### Direction
Report every line of the items below that contains the string "palm", copying each matching line in full. Matching is case-sensitive.
- - - - - - -
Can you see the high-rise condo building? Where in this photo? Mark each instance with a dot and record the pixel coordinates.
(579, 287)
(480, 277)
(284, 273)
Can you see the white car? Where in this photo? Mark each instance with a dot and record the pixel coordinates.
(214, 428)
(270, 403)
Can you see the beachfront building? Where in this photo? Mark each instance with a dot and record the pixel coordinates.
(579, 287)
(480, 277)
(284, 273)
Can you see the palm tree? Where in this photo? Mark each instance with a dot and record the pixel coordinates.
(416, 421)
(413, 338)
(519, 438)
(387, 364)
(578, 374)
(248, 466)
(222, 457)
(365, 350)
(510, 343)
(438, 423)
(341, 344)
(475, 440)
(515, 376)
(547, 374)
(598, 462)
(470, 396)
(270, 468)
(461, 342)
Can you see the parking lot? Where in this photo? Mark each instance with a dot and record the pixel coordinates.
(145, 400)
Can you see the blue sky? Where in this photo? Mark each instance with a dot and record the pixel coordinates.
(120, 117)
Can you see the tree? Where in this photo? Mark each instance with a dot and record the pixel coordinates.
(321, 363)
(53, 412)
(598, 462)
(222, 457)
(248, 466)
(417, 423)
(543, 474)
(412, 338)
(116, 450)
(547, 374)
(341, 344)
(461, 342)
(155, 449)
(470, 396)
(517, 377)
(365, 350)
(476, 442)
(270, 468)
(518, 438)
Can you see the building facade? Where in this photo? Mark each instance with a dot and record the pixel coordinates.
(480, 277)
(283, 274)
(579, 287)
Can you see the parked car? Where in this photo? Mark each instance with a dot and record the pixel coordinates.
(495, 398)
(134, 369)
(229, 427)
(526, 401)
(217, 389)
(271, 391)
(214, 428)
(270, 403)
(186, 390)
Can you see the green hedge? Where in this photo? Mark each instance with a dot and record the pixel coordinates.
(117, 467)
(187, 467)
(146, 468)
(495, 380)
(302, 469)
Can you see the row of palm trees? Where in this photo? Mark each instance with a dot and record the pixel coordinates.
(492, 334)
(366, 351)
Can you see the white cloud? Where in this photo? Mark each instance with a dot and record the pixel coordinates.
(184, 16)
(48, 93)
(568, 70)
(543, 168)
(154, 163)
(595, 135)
- - - - - - -
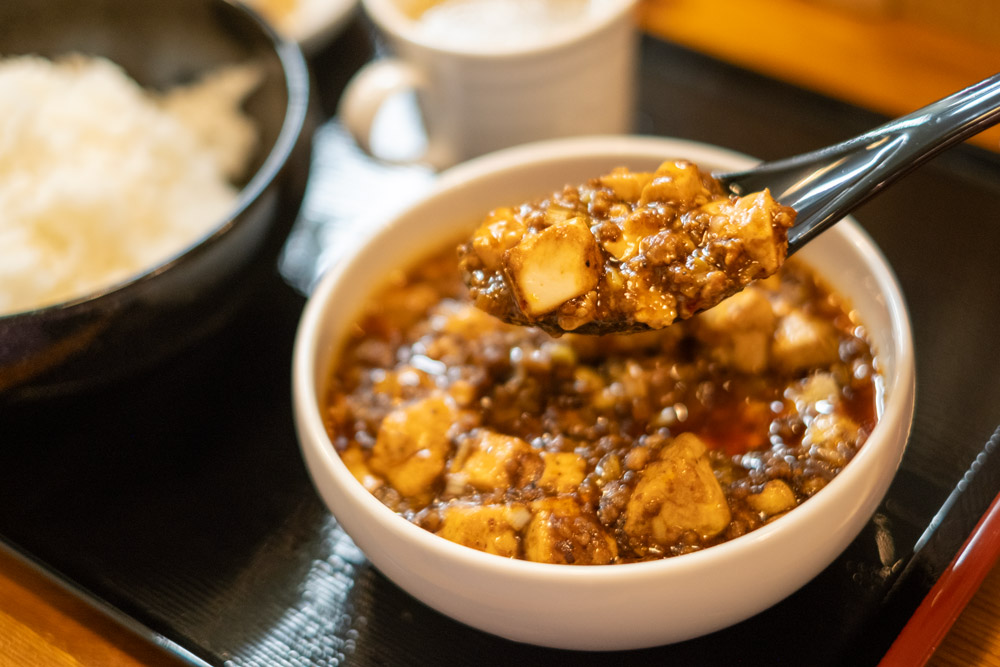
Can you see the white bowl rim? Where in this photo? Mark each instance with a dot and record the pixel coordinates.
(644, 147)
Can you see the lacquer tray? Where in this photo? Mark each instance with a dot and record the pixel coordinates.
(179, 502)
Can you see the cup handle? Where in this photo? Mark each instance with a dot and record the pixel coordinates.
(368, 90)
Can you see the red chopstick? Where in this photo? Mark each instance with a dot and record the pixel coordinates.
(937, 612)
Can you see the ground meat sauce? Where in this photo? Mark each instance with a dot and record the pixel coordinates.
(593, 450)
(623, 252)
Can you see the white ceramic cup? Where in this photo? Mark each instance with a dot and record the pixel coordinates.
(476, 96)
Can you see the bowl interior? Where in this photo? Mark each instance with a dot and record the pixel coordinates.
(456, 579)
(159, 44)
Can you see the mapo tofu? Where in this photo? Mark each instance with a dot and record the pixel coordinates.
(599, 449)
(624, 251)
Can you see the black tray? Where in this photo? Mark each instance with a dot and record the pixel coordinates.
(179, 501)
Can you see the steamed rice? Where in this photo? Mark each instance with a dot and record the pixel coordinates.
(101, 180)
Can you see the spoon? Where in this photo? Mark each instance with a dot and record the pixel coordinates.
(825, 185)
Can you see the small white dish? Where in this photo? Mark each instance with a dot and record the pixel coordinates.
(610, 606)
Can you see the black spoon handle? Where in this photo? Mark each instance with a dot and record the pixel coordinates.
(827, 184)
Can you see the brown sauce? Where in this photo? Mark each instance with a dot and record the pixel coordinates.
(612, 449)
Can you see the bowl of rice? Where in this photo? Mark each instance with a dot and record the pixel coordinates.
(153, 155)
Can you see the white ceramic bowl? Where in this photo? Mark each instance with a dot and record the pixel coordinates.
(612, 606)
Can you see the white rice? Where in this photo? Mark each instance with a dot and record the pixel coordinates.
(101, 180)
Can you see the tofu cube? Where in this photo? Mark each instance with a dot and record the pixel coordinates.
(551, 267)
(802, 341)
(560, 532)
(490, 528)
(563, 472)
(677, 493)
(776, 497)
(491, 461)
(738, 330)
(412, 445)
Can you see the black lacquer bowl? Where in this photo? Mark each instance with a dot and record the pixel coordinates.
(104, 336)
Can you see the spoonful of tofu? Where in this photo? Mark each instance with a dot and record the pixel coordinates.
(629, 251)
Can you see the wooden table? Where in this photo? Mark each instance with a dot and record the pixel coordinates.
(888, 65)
- - - - - - -
### Worked solution
Can you see the palm tree? Where in this photo? Mark each instance with a dot and record the pixel coordinates.
Can you see the row of palm trees? Where in this photo? Mark each instance with a dot and record the pixel coordinates.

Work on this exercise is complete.